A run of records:
________

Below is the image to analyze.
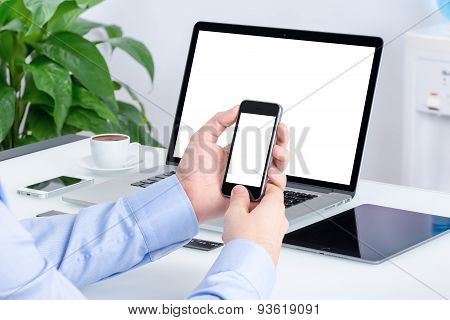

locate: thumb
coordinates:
[228,185,250,213]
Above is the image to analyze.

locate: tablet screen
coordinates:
[283,205,450,262]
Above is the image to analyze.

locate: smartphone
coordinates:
[222,100,282,201]
[17,176,94,199]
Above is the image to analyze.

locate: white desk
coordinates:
[0,140,450,299]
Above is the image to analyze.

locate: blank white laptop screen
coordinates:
[174,31,375,185]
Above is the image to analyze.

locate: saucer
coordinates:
[78,155,140,175]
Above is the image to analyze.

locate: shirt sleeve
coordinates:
[187,240,276,300]
[0,182,84,299]
[22,176,198,287]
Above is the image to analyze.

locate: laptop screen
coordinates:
[173,25,382,190]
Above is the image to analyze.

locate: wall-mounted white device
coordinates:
[403,24,450,191]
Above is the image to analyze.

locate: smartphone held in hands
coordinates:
[222,100,282,201]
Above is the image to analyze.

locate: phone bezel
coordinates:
[222,100,282,201]
[17,176,94,199]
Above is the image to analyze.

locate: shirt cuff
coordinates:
[124,175,198,260]
[208,239,276,299]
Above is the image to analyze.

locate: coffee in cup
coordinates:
[90,133,140,169]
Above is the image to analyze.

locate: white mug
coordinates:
[91,133,140,169]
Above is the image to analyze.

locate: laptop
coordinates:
[63,22,383,231]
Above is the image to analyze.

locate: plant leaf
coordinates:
[37,32,118,111]
[22,76,54,107]
[118,101,164,148]
[0,32,14,61]
[27,105,57,140]
[47,1,85,33]
[0,84,16,142]
[68,18,103,36]
[24,56,72,134]
[66,107,112,134]
[72,85,119,125]
[106,37,155,81]
[104,24,122,38]
[0,19,23,32]
[0,0,31,25]
[23,0,64,27]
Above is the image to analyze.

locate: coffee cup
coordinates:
[91,133,140,169]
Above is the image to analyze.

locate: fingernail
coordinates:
[233,185,247,194]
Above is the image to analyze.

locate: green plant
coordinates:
[0,0,161,150]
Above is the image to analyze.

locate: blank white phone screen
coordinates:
[225,113,276,187]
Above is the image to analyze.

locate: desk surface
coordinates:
[0,140,450,299]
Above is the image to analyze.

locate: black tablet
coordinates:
[283,204,450,264]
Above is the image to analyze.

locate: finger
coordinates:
[272,145,289,171]
[228,185,250,213]
[198,106,239,143]
[223,143,231,154]
[277,123,289,147]
[268,167,287,190]
[252,183,284,215]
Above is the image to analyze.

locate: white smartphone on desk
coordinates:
[17,176,94,199]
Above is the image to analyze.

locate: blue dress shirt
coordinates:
[0,176,275,299]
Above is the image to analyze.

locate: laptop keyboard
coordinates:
[131,171,175,188]
[284,191,317,208]
[131,171,317,208]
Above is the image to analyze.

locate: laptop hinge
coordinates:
[287,182,355,197]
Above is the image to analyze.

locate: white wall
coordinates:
[86,0,442,183]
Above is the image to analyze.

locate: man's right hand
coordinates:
[222,183,289,265]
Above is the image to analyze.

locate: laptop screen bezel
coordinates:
[166,22,383,192]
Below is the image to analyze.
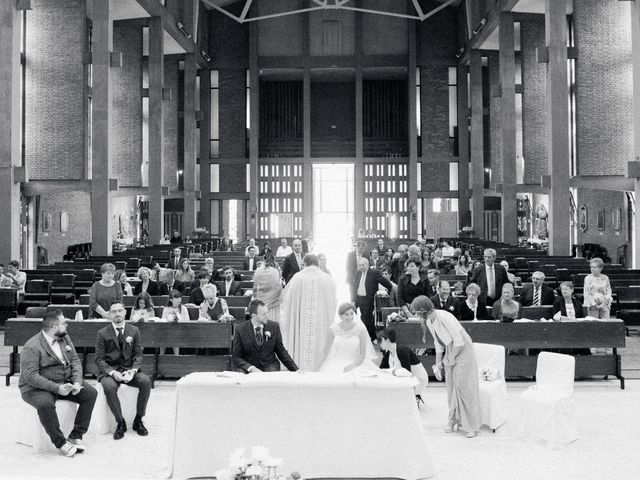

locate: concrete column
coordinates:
[499,12,518,245]
[147,17,164,244]
[182,53,197,236]
[91,0,113,255]
[631,2,640,268]
[469,50,485,238]
[407,22,422,239]
[457,65,471,229]
[302,67,313,236]
[545,0,571,255]
[0,2,21,266]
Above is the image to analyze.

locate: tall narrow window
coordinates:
[210,70,220,158]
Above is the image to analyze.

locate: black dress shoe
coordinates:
[132,417,149,437]
[113,420,127,440]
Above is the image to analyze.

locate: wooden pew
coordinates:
[4,318,233,386]
[392,320,625,389]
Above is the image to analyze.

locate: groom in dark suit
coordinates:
[96,303,151,440]
[232,300,298,373]
[18,310,97,457]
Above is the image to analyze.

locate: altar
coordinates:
[170,372,434,480]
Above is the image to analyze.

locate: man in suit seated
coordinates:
[242,246,261,272]
[216,267,242,297]
[520,272,556,307]
[232,300,298,373]
[353,257,393,342]
[96,303,151,440]
[431,280,460,320]
[282,238,303,283]
[18,310,97,457]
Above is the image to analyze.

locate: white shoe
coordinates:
[58,442,78,457]
[67,438,87,453]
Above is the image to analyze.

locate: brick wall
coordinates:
[573,0,633,175]
[25,0,86,180]
[111,25,142,188]
[162,56,182,190]
[520,15,549,183]
[577,188,631,262]
[488,55,502,183]
[36,191,91,263]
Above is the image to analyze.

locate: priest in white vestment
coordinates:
[280,254,338,372]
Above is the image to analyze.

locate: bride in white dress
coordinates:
[317,302,380,375]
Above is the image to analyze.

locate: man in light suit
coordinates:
[353,257,393,341]
[216,267,242,297]
[18,310,97,457]
[519,272,556,307]
[96,303,151,440]
[232,300,298,373]
[242,246,262,272]
[282,238,303,283]
[469,248,511,305]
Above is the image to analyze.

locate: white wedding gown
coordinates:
[319,321,380,376]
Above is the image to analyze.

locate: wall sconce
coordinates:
[176,22,191,38]
[473,17,487,35]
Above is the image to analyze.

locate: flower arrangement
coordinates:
[480,368,498,382]
[218,313,236,323]
[215,446,301,480]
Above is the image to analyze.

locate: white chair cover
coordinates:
[87,383,138,435]
[519,352,577,447]
[473,343,507,431]
[17,400,78,453]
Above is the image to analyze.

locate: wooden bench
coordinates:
[392,320,625,389]
[4,318,233,386]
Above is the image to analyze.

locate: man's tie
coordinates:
[487,266,496,298]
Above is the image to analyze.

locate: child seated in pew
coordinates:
[129,292,156,322]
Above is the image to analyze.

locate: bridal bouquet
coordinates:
[218,313,236,323]
[480,368,498,382]
[215,446,292,480]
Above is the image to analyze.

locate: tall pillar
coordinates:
[147,17,164,244]
[0,2,22,265]
[545,0,571,255]
[182,53,197,235]
[91,0,113,255]
[469,50,484,238]
[499,12,518,245]
[456,65,471,230]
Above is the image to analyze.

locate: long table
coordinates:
[4,318,233,386]
[390,319,625,389]
[171,372,434,480]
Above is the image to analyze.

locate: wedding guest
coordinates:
[491,283,522,322]
[198,283,229,321]
[398,257,433,307]
[411,296,480,438]
[378,328,429,407]
[88,263,122,318]
[460,283,489,320]
[96,302,151,440]
[253,253,282,322]
[129,292,155,322]
[18,310,97,457]
[583,258,613,318]
[113,270,133,297]
[162,289,190,322]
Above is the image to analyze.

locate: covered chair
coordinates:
[519,352,576,447]
[473,343,507,433]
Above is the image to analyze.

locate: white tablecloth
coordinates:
[172,372,434,479]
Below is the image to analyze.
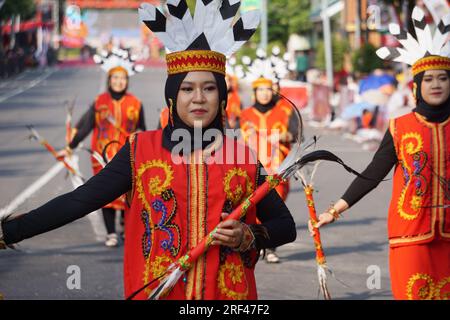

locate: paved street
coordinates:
[0,66,391,299]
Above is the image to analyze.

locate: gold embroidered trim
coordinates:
[397,132,423,220]
[166,50,226,75]
[406,273,435,300]
[223,168,253,205]
[217,261,248,300]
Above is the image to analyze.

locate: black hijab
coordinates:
[163,72,228,151]
[413,70,450,123]
[106,75,129,101]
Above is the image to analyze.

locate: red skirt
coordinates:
[389,238,450,300]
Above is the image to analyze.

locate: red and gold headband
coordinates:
[166,50,226,75]
[252,77,273,89]
[108,66,128,76]
[412,56,450,76]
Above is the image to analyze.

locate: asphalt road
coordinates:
[0,66,392,300]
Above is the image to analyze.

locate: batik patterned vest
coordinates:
[124,130,257,299]
[388,113,450,247]
[91,93,141,210]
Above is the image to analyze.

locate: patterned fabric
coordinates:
[166,50,226,75]
[91,93,141,210]
[389,239,450,300]
[388,113,450,246]
[240,100,292,200]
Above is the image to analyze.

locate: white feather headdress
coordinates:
[377,7,450,74]
[94,48,144,77]
[139,0,260,74]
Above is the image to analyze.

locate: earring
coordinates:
[169,99,173,127]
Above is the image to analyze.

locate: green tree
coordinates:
[268,0,312,47]
[0,0,36,51]
[0,0,35,22]
[315,35,349,72]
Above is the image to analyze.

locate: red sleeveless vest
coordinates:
[124,130,257,299]
[91,93,141,210]
[388,113,450,247]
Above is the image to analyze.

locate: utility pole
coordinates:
[320,0,334,89]
[260,0,268,52]
[355,0,361,49]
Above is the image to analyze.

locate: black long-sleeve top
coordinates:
[342,130,398,207]
[69,103,146,149]
[2,142,296,249]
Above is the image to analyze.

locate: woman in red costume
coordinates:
[309,7,450,299]
[0,0,296,299]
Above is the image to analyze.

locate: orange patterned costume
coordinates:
[91,93,141,210]
[225,89,242,128]
[388,113,450,299]
[159,107,169,129]
[241,100,292,200]
[124,130,257,300]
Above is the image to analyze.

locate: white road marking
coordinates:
[0,162,64,220]
[0,69,55,103]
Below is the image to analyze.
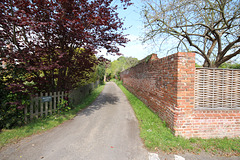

________

• **JOB**
Find every line in the data above that contains the word "desk" and copy each one.

• **CORRECT RESPONSE**
locate: white desk
locate: desk surface
locate: white smartphone on desk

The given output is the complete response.